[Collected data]
Segment Open
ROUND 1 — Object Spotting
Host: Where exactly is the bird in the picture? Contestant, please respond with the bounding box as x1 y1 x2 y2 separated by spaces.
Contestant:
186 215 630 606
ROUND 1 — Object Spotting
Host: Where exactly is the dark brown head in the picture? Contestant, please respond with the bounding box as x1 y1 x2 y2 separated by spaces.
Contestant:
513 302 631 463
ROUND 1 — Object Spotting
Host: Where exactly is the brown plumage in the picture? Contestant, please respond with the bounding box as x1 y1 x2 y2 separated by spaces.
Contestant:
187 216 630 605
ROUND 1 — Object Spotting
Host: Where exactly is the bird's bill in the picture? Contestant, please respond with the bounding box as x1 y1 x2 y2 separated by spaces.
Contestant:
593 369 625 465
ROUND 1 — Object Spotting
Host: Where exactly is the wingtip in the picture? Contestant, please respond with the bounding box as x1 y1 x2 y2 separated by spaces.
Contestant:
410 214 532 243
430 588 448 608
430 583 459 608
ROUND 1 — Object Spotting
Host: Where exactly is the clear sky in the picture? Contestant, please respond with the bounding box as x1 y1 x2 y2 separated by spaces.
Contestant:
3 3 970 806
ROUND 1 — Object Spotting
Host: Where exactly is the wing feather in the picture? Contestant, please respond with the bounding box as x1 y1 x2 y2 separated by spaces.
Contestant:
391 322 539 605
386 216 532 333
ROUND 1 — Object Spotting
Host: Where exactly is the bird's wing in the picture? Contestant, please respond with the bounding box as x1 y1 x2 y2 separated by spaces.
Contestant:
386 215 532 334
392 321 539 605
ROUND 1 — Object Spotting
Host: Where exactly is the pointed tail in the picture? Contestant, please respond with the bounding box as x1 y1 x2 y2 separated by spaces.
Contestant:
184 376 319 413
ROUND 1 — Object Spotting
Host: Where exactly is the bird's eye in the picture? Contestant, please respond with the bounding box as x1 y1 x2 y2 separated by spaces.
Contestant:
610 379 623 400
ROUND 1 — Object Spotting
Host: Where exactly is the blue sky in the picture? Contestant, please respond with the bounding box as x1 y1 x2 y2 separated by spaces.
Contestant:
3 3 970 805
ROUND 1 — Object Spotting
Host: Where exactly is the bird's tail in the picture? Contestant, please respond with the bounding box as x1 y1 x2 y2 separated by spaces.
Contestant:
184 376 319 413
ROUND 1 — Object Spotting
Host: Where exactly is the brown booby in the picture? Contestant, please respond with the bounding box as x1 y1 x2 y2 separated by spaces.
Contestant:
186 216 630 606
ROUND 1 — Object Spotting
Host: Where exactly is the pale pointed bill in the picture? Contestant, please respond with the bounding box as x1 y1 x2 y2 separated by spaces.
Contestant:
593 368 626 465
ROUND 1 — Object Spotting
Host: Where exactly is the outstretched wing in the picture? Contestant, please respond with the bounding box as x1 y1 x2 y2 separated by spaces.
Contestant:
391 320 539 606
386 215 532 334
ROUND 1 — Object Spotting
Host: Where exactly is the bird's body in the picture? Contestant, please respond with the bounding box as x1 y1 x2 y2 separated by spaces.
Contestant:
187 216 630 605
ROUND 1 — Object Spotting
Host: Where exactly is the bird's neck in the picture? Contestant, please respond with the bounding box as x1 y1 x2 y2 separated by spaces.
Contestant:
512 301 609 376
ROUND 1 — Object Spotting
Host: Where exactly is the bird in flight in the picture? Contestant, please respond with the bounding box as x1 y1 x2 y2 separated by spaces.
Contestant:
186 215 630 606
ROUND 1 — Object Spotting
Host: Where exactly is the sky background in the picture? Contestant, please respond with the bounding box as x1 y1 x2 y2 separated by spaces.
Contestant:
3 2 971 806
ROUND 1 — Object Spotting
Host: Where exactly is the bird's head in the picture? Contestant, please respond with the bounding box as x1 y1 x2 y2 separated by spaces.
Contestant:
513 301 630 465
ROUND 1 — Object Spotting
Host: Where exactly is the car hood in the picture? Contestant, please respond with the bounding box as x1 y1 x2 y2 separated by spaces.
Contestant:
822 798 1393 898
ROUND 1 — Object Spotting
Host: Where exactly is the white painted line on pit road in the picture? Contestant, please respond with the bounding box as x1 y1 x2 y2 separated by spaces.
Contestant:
Segment Closed
### [Task directions]
Every line above that has the string "pointed" needs to be copied.

### [Response for this exercise]
Host: Where exactly is the pointed tail in the picture? Contestant, please respond with the bounding box as x1 y1 x2 y2 separated by spaces.
Host: Where exactly is the pale pointed bill in the picture? Contestant, please respond with the bounding box as x1 y1 x2 y2 separated by spaces.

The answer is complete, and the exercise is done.